# TEXT EXTRACT:
>>

Auxiliary definitions

We can convert vector equalities to environment equalities.

build-≈ϱ :
  fs ≈ᵥ[ i ] gs →
  ---------------------------
  lookup fs ≈ϱ[ i ] lookup gs

build-≈ϱ (f≈g ∷≈ _) zero = f≈g
build-≈ϱ (_ ∷≈ h) (suc x) = build-≈ϱ h x

map-cong :
  ∀ (f g : SEnv X) (xs : Vec X n) →
  (∀ x → f x ≈[ i ] g x) →
  ---------------------------------
  map f xs ≈ᵥ[ i ] map g xs

map-cong f g [] ass = []≈
map-cong f g (x ∷ xs) ass = ass x ∷≈ map-cong f g xs ass

Sum of series

The sum of two series f and g is the series f + g which is defined coinductively as follows.

<<

# WRITTEN INSTRUCTION 1:
From the auxiliary-definitions excerpt, quote the passage from "map-cong f g []" up to and including "coinductively as follows.".
# WRITTEN INSTRUCTION 2:
According to the auxiliary-definitions excerpt, in what manner is the sum of two series f and g defined?

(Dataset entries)
>>

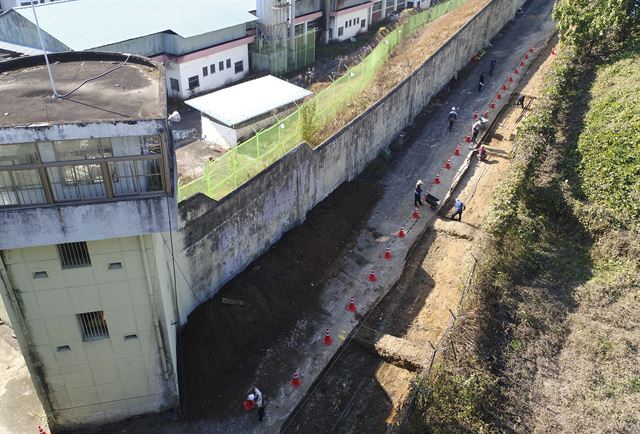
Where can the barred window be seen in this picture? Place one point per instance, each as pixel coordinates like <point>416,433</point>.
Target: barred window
<point>73,255</point>
<point>93,325</point>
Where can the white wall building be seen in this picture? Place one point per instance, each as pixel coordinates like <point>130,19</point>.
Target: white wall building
<point>230,116</point>
<point>87,197</point>
<point>203,45</point>
<point>346,23</point>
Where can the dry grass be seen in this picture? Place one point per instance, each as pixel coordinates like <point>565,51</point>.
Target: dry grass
<point>550,336</point>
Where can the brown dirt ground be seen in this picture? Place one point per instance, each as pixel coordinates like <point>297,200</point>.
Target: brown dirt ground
<point>221,343</point>
<point>363,392</point>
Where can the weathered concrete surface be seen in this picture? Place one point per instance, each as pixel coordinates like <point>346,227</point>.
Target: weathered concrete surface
<point>422,159</point>
<point>20,409</point>
<point>219,239</point>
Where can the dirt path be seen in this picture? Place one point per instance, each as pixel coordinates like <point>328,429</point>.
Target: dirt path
<point>372,379</point>
<point>289,307</point>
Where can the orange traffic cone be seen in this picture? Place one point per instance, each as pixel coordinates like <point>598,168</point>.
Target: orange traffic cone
<point>328,340</point>
<point>351,307</point>
<point>401,233</point>
<point>247,404</point>
<point>295,381</point>
<point>372,276</point>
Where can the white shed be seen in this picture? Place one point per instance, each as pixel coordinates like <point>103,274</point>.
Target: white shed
<point>230,116</point>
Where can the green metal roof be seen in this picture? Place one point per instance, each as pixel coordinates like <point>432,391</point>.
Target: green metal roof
<point>87,24</point>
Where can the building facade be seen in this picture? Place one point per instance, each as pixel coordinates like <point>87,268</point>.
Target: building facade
<point>203,47</point>
<point>87,201</point>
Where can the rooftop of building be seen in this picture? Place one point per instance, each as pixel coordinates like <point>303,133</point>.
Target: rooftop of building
<point>133,89</point>
<point>74,23</point>
<point>245,101</point>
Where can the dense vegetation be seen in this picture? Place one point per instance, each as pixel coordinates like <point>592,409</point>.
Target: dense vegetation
<point>550,334</point>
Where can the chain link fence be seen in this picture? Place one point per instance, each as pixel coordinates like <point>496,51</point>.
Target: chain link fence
<point>246,160</point>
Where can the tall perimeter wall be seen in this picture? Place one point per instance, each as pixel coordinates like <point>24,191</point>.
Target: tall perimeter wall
<point>217,240</point>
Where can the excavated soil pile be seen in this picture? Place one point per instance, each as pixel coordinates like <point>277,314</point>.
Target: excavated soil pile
<point>224,342</point>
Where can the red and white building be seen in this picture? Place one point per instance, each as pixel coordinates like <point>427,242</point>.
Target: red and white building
<point>204,45</point>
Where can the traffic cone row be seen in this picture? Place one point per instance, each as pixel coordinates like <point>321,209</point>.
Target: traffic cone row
<point>351,306</point>
<point>327,340</point>
<point>295,381</point>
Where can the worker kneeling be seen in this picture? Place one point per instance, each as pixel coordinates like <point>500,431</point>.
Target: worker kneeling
<point>255,399</point>
<point>482,153</point>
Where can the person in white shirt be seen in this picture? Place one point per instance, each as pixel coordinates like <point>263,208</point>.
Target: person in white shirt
<point>256,396</point>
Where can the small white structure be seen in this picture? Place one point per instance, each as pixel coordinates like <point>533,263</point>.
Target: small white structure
<point>231,115</point>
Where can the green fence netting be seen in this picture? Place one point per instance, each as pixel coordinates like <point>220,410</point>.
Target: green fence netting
<point>246,160</point>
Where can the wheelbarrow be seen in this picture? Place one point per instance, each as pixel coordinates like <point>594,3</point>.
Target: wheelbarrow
<point>431,200</point>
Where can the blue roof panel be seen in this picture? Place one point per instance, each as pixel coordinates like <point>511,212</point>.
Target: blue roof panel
<point>87,24</point>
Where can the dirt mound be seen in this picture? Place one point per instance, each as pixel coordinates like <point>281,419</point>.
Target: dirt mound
<point>223,343</point>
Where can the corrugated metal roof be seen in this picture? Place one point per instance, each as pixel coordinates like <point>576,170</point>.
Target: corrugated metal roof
<point>86,24</point>
<point>19,49</point>
<point>244,101</point>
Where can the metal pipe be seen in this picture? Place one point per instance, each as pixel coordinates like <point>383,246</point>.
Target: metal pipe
<point>154,311</point>
<point>44,51</point>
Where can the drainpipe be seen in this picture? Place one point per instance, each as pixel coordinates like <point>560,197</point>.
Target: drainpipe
<point>154,310</point>
<point>24,339</point>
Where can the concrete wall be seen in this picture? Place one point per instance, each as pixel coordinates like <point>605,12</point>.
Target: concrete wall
<point>95,381</point>
<point>217,240</point>
<point>214,132</point>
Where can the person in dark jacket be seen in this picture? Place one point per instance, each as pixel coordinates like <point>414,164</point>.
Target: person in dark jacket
<point>453,115</point>
<point>492,65</point>
<point>418,194</point>
<point>256,396</point>
<point>459,207</point>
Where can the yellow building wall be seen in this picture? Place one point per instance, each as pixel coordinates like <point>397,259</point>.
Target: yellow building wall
<point>100,380</point>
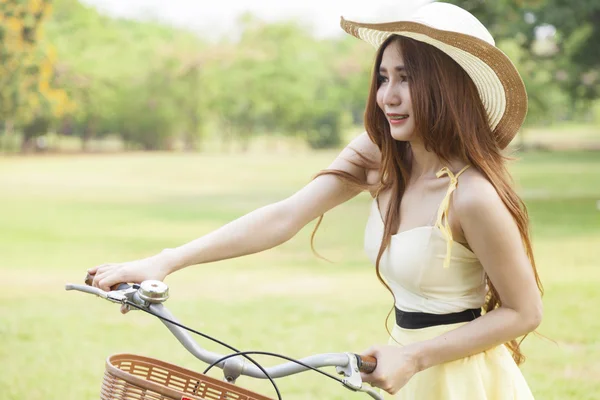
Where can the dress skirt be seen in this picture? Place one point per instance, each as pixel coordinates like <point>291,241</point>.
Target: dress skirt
<point>491,375</point>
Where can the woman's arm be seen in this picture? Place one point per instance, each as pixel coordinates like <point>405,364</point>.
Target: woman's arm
<point>259,230</point>
<point>494,237</point>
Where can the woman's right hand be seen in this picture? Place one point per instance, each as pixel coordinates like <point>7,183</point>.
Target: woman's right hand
<point>156,267</point>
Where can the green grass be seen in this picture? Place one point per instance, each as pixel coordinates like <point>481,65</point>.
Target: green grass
<point>62,214</point>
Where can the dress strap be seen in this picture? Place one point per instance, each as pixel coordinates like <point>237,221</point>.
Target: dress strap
<point>442,221</point>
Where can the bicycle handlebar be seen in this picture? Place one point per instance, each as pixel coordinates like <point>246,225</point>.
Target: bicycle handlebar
<point>149,296</point>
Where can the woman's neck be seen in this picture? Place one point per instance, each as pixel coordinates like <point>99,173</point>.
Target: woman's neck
<point>425,164</point>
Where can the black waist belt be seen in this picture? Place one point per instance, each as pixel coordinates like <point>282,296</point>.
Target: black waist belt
<point>417,320</point>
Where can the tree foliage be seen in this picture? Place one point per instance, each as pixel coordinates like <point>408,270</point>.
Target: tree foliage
<point>157,87</point>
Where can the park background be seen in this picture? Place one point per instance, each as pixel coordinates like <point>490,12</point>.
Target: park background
<point>121,136</point>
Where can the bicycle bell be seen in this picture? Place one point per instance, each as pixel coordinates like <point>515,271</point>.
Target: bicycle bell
<point>153,291</point>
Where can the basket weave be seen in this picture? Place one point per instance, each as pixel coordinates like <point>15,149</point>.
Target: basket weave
<point>131,377</point>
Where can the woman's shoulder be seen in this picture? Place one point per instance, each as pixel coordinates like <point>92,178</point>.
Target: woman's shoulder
<point>475,194</point>
<point>362,151</point>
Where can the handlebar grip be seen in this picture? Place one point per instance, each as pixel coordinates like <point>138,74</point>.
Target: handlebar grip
<point>119,286</point>
<point>366,364</point>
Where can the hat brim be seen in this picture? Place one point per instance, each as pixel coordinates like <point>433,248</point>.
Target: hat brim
<point>498,82</point>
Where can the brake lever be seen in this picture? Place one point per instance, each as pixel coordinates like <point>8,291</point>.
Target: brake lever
<point>115,296</point>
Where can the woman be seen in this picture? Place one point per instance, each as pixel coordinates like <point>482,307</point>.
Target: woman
<point>444,102</point>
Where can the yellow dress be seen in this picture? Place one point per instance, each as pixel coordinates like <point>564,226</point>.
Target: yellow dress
<point>429,272</point>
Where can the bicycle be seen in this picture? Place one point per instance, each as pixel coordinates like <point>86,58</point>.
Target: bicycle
<point>134,377</point>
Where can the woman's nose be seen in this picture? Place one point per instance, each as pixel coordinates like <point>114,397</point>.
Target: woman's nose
<point>391,96</point>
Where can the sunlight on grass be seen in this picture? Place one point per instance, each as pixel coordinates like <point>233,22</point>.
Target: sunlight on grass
<point>63,214</point>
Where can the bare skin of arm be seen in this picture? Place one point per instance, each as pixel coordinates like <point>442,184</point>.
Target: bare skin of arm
<point>491,232</point>
<point>259,230</point>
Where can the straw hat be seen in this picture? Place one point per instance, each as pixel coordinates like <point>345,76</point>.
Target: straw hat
<point>459,34</point>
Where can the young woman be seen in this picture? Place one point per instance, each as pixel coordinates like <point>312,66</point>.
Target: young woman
<point>447,232</point>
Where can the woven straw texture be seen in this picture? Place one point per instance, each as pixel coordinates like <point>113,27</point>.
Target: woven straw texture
<point>498,82</point>
<point>131,377</point>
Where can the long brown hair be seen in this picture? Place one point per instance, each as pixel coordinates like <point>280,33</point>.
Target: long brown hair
<point>452,122</point>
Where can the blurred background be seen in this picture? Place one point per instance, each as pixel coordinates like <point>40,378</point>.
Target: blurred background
<point>127,127</point>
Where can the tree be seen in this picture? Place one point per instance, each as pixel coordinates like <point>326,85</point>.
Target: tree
<point>27,95</point>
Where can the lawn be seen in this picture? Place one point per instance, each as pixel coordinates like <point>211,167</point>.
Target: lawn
<point>62,214</point>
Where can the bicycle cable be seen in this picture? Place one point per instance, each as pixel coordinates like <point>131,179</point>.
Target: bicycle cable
<point>266,353</point>
<point>210,338</point>
<point>245,354</point>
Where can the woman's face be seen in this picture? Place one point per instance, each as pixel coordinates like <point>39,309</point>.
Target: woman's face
<point>393,94</point>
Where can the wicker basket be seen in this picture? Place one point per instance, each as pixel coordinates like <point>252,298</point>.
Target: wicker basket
<point>131,377</point>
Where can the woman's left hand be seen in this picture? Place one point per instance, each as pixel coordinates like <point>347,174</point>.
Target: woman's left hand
<point>395,366</point>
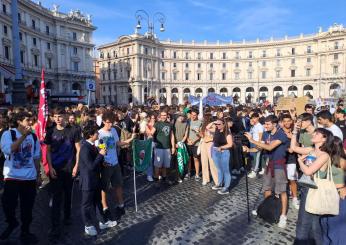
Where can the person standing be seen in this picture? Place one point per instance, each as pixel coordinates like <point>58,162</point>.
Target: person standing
<point>63,145</point>
<point>21,172</point>
<point>276,143</point>
<point>91,160</point>
<point>193,140</point>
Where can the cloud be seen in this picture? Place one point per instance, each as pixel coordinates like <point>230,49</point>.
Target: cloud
<point>262,20</point>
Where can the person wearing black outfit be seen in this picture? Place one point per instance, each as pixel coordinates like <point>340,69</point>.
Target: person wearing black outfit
<point>90,159</point>
<point>61,143</point>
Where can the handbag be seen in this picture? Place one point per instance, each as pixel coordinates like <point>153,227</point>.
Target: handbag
<point>325,199</point>
<point>270,209</point>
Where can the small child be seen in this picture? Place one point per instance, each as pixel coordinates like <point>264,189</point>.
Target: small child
<point>90,160</point>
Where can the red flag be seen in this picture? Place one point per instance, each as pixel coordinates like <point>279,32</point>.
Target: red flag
<point>42,122</point>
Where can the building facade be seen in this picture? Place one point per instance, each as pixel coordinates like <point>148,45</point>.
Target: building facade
<point>61,43</point>
<point>137,66</point>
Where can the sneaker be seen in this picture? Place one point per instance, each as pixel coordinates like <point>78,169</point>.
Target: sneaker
<point>108,224</point>
<point>8,231</point>
<point>223,191</point>
<point>216,187</point>
<point>283,221</point>
<point>90,230</point>
<point>295,203</point>
<point>252,175</point>
<point>28,238</point>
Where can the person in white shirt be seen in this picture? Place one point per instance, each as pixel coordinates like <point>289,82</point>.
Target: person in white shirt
<point>21,172</point>
<point>325,118</point>
<point>256,132</point>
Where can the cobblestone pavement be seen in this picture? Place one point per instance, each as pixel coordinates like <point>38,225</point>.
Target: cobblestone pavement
<point>185,213</point>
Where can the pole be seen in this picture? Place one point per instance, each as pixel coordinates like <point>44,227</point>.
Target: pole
<point>89,94</point>
<point>247,189</point>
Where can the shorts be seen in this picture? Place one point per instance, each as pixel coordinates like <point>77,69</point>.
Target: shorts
<point>278,182</point>
<point>292,173</point>
<point>162,158</point>
<point>192,150</point>
<point>111,176</point>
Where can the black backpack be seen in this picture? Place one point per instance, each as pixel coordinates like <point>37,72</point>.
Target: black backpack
<point>14,137</point>
<point>270,209</point>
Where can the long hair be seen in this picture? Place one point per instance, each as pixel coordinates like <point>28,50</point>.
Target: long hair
<point>338,152</point>
<point>327,146</point>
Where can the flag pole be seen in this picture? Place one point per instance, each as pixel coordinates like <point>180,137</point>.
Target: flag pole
<point>134,175</point>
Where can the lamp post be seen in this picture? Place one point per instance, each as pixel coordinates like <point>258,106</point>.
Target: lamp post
<point>142,15</point>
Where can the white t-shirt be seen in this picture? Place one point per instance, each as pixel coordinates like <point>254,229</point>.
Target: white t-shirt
<point>256,130</point>
<point>336,131</point>
<point>110,139</point>
<point>20,165</point>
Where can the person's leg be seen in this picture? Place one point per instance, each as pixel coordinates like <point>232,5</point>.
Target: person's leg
<point>213,168</point>
<point>225,156</point>
<point>9,204</point>
<point>27,194</point>
<point>205,163</point>
<point>217,160</point>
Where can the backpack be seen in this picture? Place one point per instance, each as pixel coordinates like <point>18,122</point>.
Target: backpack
<point>14,137</point>
<point>270,209</point>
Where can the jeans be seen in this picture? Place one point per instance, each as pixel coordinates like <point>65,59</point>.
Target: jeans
<point>221,160</point>
<point>308,230</point>
<point>25,190</point>
<point>61,190</point>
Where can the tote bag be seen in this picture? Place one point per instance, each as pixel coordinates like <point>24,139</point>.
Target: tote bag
<point>325,199</point>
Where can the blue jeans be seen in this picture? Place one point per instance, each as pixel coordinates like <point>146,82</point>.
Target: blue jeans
<point>308,229</point>
<point>221,160</point>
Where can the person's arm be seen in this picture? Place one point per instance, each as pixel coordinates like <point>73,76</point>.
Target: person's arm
<point>264,146</point>
<point>315,166</point>
<point>228,145</point>
<point>297,149</point>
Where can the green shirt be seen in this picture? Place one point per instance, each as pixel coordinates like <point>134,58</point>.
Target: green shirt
<point>305,139</point>
<point>163,135</point>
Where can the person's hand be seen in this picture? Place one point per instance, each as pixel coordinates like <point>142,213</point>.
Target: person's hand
<point>74,171</point>
<point>248,136</point>
<point>52,173</point>
<point>342,193</point>
<point>103,152</point>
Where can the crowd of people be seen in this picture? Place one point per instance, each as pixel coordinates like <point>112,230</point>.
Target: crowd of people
<point>93,146</point>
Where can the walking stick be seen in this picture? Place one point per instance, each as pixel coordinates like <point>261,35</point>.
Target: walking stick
<point>247,189</point>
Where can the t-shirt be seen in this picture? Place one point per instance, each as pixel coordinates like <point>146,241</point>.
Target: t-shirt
<point>280,152</point>
<point>20,165</point>
<point>256,130</point>
<point>62,143</point>
<point>110,139</point>
<point>305,139</point>
<point>336,131</point>
<point>194,127</point>
<point>162,135</point>
<point>342,125</point>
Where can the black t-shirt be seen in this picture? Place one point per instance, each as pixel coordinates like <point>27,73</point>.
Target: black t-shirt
<point>342,125</point>
<point>62,143</point>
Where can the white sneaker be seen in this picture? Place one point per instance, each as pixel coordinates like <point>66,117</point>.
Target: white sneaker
<point>252,175</point>
<point>283,221</point>
<point>108,224</point>
<point>90,230</point>
<point>295,203</point>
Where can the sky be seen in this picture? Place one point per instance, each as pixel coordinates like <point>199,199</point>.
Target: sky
<point>210,20</point>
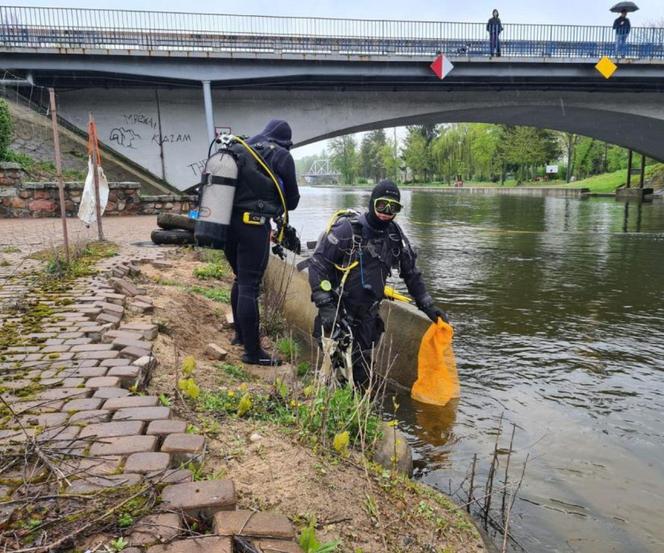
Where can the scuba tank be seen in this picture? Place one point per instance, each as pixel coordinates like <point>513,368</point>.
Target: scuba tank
<point>216,197</point>
<point>236,178</point>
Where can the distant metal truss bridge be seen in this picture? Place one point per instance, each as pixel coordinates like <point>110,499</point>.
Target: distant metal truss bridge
<point>320,171</point>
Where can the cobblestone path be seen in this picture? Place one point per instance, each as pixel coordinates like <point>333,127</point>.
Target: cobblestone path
<point>77,429</point>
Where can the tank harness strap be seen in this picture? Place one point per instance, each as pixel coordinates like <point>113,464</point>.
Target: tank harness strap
<point>215,179</point>
<point>262,163</point>
<point>346,270</point>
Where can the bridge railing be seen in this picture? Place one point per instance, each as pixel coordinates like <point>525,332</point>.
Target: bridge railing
<point>27,27</point>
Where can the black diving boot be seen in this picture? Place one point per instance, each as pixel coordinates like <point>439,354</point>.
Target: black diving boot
<point>261,358</point>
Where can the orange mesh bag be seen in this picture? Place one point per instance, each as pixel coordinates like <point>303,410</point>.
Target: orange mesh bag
<point>437,379</point>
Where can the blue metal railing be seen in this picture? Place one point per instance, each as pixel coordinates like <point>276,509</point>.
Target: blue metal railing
<point>66,28</point>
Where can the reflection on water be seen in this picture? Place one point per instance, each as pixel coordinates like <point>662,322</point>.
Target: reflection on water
<point>559,319</point>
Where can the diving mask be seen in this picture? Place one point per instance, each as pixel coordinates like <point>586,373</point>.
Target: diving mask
<point>387,206</point>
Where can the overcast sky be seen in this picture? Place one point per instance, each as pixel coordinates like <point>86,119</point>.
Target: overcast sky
<point>561,12</point>
<point>580,12</point>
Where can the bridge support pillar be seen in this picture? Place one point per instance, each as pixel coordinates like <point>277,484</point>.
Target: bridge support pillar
<point>209,110</point>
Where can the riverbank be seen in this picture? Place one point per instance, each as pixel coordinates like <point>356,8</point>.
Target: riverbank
<point>152,410</point>
<point>275,461</point>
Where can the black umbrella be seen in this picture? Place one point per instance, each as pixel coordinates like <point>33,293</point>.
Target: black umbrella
<point>624,6</point>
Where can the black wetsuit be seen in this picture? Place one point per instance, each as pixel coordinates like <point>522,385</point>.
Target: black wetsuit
<point>378,251</point>
<point>248,246</point>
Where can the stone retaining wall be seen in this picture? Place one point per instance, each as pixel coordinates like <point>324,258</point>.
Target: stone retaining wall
<point>20,199</point>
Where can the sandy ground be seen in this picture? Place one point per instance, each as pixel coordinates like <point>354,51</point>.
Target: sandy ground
<point>368,510</point>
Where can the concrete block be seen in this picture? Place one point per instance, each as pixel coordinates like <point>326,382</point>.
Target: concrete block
<point>131,401</point>
<point>200,498</point>
<point>113,430</point>
<point>212,544</point>
<point>251,524</point>
<point>184,447</point>
<point>152,529</point>
<point>144,463</point>
<point>87,404</point>
<point>96,483</point>
<point>90,417</point>
<point>124,445</point>
<point>148,330</point>
<point>108,393</point>
<point>134,353</point>
<point>164,427</point>
<point>102,382</point>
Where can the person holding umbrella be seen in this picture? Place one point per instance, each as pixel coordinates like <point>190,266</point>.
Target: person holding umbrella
<point>494,27</point>
<point>622,26</point>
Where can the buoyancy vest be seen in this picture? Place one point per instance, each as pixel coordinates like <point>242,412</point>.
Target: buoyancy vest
<point>256,191</point>
<point>369,262</point>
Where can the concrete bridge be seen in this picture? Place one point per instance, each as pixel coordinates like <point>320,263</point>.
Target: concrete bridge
<point>159,83</point>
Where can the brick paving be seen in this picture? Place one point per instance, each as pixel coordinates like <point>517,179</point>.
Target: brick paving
<point>72,378</point>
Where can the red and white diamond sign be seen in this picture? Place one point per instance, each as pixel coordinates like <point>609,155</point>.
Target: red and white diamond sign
<point>441,66</point>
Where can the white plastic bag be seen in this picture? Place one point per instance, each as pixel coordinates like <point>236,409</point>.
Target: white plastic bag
<point>86,211</point>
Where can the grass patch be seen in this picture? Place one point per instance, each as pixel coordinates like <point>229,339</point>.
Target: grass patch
<point>289,348</point>
<point>82,259</point>
<point>208,255</point>
<point>234,371</point>
<point>220,295</point>
<point>303,369</point>
<point>599,184</point>
<point>319,416</point>
<point>43,170</point>
<point>211,271</point>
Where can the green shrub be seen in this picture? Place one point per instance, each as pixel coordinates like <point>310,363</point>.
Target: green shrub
<point>6,129</point>
<point>215,294</point>
<point>210,271</point>
<point>289,348</point>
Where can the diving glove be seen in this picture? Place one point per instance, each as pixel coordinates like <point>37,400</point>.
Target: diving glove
<point>327,314</point>
<point>433,312</point>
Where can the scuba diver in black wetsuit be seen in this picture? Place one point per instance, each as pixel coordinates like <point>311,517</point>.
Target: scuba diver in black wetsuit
<point>247,245</point>
<point>354,259</point>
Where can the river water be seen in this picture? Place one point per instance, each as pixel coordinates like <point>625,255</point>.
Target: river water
<point>558,308</point>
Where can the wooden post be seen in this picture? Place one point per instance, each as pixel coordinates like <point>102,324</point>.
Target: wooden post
<point>95,175</point>
<point>58,170</point>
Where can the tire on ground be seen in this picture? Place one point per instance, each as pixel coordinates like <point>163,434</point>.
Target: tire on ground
<point>176,237</point>
<point>170,221</point>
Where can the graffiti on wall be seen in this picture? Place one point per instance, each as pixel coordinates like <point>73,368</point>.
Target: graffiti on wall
<point>124,137</point>
<point>197,167</point>
<point>171,138</point>
<point>139,119</point>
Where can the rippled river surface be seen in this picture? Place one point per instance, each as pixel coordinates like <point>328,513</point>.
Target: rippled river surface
<point>558,307</point>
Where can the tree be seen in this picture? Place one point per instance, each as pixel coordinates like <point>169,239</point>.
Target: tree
<point>6,129</point>
<point>371,159</point>
<point>390,160</point>
<point>416,153</point>
<point>344,157</point>
<point>527,148</point>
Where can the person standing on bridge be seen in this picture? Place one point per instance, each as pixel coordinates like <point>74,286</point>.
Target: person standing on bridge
<point>248,241</point>
<point>494,27</point>
<point>622,27</point>
<point>353,260</point>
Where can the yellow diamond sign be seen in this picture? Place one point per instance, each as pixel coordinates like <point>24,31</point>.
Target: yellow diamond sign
<point>606,67</point>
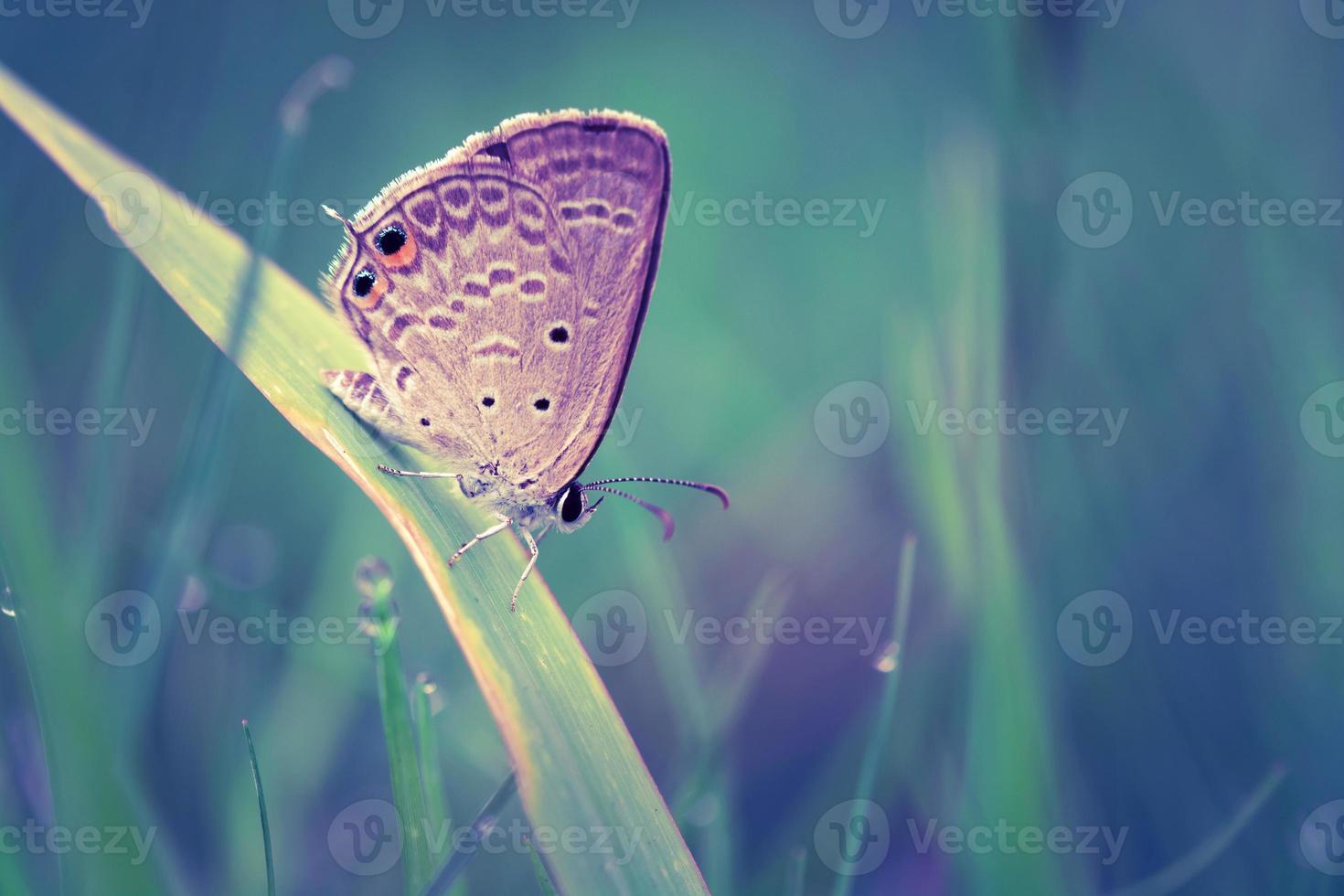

<<

# WORKED ANSWER 1:
map-cong f g [] ass = []≈
map-cong f g (x ∷ xs) ass = ass x ∷≈ map-cong f g xs ass

Sum of series

The sum of two series f and g is the series f + g which is defined coinductively as follows.

# WORKED ANSWER 2:
Coinductively.